[Point-per-instance localization data]
***

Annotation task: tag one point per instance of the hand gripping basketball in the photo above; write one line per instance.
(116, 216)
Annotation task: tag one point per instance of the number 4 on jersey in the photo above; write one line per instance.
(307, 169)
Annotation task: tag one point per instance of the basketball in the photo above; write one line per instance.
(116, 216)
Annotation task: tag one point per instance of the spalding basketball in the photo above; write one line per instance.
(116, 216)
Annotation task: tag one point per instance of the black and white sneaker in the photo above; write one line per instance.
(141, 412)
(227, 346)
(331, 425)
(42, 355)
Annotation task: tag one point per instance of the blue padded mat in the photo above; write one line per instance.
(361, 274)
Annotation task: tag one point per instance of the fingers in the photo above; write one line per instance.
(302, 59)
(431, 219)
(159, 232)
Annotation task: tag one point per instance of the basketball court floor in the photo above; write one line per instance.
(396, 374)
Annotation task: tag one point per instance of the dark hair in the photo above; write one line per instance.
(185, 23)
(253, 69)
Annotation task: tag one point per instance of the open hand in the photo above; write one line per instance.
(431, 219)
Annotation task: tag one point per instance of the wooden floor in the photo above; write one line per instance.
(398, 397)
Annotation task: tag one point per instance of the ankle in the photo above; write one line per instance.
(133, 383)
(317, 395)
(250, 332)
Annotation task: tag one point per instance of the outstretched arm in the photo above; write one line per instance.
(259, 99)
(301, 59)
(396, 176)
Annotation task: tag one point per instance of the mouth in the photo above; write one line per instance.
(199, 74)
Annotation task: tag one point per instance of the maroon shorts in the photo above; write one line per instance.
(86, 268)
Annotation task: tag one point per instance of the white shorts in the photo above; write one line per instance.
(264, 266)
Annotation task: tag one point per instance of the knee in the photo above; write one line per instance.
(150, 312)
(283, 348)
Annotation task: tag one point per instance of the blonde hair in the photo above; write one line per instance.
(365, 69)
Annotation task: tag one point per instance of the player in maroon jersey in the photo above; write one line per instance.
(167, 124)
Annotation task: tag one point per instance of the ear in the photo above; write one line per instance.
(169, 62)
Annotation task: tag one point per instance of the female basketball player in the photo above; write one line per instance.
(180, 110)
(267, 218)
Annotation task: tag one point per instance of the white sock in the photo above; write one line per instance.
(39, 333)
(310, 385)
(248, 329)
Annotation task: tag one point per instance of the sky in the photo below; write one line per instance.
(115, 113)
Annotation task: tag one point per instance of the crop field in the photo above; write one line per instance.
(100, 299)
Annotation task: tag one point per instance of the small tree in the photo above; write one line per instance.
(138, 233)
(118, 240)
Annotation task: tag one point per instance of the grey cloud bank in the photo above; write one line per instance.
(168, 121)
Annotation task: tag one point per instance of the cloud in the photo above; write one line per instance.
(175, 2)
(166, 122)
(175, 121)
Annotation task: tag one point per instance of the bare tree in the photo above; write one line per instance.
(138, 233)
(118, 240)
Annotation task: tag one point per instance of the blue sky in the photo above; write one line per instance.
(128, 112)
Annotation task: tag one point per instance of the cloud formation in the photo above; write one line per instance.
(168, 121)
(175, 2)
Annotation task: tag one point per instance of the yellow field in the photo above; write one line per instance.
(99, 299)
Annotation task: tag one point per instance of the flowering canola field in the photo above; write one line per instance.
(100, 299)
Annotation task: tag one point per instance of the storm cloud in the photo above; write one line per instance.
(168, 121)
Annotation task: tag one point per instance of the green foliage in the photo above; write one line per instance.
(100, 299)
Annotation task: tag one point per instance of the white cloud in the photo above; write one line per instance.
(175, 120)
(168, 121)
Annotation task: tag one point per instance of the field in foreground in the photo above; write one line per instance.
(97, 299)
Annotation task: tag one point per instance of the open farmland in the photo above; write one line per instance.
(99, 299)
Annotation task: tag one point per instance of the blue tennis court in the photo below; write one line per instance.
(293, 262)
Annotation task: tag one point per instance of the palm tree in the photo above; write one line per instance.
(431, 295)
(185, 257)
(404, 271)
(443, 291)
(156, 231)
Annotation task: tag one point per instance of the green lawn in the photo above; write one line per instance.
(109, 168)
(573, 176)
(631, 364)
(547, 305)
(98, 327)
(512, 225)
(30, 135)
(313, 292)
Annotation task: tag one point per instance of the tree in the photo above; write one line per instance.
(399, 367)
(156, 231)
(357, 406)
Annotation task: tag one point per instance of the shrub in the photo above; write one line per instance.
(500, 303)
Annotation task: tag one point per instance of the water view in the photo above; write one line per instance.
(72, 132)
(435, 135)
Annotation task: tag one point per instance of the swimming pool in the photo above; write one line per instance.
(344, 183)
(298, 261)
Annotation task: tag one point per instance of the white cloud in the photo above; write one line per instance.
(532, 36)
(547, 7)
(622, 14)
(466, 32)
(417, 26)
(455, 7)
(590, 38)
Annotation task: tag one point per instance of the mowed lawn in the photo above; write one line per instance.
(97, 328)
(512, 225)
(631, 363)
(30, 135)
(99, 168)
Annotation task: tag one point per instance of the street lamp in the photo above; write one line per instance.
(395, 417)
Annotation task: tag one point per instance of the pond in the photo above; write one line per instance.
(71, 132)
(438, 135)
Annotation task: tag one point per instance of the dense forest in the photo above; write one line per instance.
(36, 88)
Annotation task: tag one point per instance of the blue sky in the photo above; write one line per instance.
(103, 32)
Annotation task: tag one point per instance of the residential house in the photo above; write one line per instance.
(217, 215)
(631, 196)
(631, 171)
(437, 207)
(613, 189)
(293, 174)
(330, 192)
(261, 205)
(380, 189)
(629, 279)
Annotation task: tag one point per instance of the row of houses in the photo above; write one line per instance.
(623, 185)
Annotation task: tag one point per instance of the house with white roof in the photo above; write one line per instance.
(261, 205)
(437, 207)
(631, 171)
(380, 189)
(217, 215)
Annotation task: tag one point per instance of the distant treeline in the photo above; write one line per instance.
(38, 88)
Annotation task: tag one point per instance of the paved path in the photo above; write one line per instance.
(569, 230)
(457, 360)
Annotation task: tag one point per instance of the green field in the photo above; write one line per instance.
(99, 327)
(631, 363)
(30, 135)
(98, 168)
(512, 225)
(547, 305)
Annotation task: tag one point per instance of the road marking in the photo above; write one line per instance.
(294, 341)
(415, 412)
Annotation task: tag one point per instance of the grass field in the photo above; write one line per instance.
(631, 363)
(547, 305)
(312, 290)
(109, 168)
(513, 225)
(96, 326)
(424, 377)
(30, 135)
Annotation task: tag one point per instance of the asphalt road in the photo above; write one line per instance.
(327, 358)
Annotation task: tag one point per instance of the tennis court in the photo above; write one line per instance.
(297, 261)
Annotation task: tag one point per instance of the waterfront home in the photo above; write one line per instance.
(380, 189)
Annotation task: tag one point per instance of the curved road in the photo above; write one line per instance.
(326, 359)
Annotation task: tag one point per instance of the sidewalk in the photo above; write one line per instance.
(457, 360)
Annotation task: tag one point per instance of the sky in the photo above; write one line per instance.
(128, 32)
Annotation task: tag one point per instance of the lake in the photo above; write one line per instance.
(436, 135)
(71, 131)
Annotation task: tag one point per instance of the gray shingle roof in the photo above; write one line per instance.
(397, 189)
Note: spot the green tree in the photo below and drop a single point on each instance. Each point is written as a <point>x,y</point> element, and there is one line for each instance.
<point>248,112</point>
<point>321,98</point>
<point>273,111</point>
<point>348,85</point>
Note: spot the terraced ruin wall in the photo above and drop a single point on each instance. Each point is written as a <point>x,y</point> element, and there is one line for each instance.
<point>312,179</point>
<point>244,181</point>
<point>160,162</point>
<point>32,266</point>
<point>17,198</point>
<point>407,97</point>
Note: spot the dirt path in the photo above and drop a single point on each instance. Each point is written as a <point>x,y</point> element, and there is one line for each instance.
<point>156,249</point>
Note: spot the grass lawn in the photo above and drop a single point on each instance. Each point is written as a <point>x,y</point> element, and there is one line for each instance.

***

Brief. The last part of the records is the answer, beginning at the line that holds "Note: spot the dirt" and including the final line, repeated exactly.

Expected answer.
Note: spot the dirt path in the photo above and drop a single point on each instance. Each point is written as a <point>x,y</point> element, and there is one line for each instance.
<point>156,249</point>
Note: spot the grass lawn in the photo above and drop a single point on each instance. Each point is written as a <point>x,y</point> element, and there is one line for each instance.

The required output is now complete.